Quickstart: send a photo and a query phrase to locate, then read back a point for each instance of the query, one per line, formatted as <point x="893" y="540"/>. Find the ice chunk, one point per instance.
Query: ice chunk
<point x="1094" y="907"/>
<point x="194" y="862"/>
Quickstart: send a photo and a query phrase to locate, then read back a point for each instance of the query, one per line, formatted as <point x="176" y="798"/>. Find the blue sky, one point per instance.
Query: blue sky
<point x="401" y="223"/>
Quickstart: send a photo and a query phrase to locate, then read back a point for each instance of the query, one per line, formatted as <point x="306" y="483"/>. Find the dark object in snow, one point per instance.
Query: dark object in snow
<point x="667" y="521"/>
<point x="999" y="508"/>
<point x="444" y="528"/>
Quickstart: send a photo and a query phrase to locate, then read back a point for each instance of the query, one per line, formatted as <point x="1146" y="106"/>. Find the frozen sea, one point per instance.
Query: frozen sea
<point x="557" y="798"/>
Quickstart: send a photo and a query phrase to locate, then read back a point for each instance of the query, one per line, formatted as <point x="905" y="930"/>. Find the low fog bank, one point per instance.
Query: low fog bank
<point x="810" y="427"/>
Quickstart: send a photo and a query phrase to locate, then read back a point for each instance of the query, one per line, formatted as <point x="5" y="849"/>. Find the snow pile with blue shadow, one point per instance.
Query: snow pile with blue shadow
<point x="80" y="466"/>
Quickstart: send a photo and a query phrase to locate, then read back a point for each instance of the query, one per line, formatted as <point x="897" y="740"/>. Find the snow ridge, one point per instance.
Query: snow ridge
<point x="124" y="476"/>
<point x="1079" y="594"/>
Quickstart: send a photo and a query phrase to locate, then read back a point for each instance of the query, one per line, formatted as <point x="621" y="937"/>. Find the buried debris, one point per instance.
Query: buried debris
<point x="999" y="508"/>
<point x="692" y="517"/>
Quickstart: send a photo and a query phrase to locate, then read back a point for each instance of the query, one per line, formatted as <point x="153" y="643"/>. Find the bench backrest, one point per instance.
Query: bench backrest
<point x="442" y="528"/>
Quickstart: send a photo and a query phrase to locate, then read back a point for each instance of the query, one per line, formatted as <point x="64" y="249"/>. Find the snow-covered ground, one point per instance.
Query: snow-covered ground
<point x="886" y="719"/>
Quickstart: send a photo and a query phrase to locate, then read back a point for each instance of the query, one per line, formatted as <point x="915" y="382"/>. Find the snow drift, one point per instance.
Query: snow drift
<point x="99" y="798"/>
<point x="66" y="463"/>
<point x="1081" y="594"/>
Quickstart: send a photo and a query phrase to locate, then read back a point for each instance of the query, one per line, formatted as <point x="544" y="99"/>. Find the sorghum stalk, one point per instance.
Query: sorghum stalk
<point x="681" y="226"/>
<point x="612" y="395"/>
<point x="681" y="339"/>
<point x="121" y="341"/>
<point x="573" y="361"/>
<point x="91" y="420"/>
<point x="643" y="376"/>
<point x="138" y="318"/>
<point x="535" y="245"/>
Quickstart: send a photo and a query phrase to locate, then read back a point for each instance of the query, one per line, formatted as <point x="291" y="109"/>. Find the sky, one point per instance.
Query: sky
::::
### THE REQUEST
Rewrite all the entries above as a numbered list, leaving out any blank lines.

### RESPONSE TO THIS EXERCISE
1. Quickstart: send a photo and a query phrase to locate, then read back a point for each instance of the query, one per line, formatted as <point x="893" y="540"/>. Find the ice chunk, one point per instance.
2. Query: ice chunk
3. <point x="1094" y="907"/>
4. <point x="194" y="862"/>
5. Quickstart: send a photo and a query phrase to locate, then read back a point for each instance of the query, one per line, formatted as <point x="176" y="798"/>. Find the blue sky, one point per instance.
6. Query: blue sky
7. <point x="401" y="223"/>
8. Quickstart: send a photo and a query phrase to locate, then read back a point for each instance of the query, one per line, formatted as <point x="306" y="483"/>. Find the dark object in snow, one point per instance.
9. Query: dark object in snow
10. <point x="667" y="521"/>
11. <point x="999" y="508"/>
12. <point x="444" y="528"/>
13. Quickstart: send a photo and a query phrase to locate, then read back a point for each instance of the query, one per line, formatted as <point x="1146" y="106"/>. Find the frozen sea, one point per instance.
14. Query: frozen sea
15. <point x="557" y="798"/>
16. Quickstart: send a photo and a query phrase to locate, then read back a point for each instance of the query, one per line, formatted as <point x="905" y="930"/>. Find the low fog bank, one point per instance.
17. Query: low fog bank
18. <point x="810" y="427"/>
19. Quickstart: send a photo and a query phrase to locate, then read back a point for each instance of the query, one per line, formatted as <point x="5" y="849"/>. Find the snow pile with blue shadow, one point per instance.
20. Query: snow pile with blue shadow
21. <point x="80" y="466"/>
22. Quickstart: send a photo and a query phrase to locate, then read back a point for each instance of the query, one per line, formatted as <point x="897" y="740"/>. Find the snow ridge, one point per instance.
23. Query: snow ridge
24. <point x="124" y="476"/>
25. <point x="1079" y="594"/>
26. Quickstart: send a photo and a query phrase to locate, then read back a point for each instance of the query, one per line, formatted as <point x="621" y="937"/>. Find the buried debris, one point per instance.
27. Query: buried debris
28. <point x="999" y="508"/>
29. <point x="692" y="517"/>
30. Quickstart: send a photo and a query phrase to locate, then read back a point for each instance of the query, one per line, formatted as <point x="153" y="643"/>. Find the bench backrest, one point per instance.
31. Query: bench backrest
32. <point x="442" y="528"/>
33. Quickstart: send a photo and a query phrase to locate, then read back a point for each instance of the query, one per line, formatted as <point x="64" y="249"/>. Find the snow-covered ground, one point per instance.
34. Query: snow-covered ground
35. <point x="886" y="719"/>
36. Quickstart: send a photo and a query phrase to locate, then read back a point for each instance of the query, one per line, formatted as <point x="915" y="382"/>. Find the snow drift, one point per instance.
37. Query: snow drift
38. <point x="99" y="798"/>
39. <point x="66" y="463"/>
40. <point x="1081" y="594"/>
41. Quickstart: send a photo and a query phrase to locate, then read back a point for each instance of the query, one per line, formatted as <point x="544" y="99"/>. Find the sorghum stalk, one point per instance.
42. Query: sorghum stalk
43. <point x="681" y="226"/>
44. <point x="612" y="395"/>
45. <point x="681" y="339"/>
46. <point x="121" y="341"/>
47. <point x="573" y="361"/>
48. <point x="91" y="420"/>
49. <point x="643" y="376"/>
50. <point x="138" y="318"/>
51. <point x="535" y="245"/>
52. Quickstart: send a photo and a query phrase to locate, then read back a point for each instance of the query, one per line, formatted as <point x="291" y="109"/>. Find the sky, one point per instance.
53. Query: sky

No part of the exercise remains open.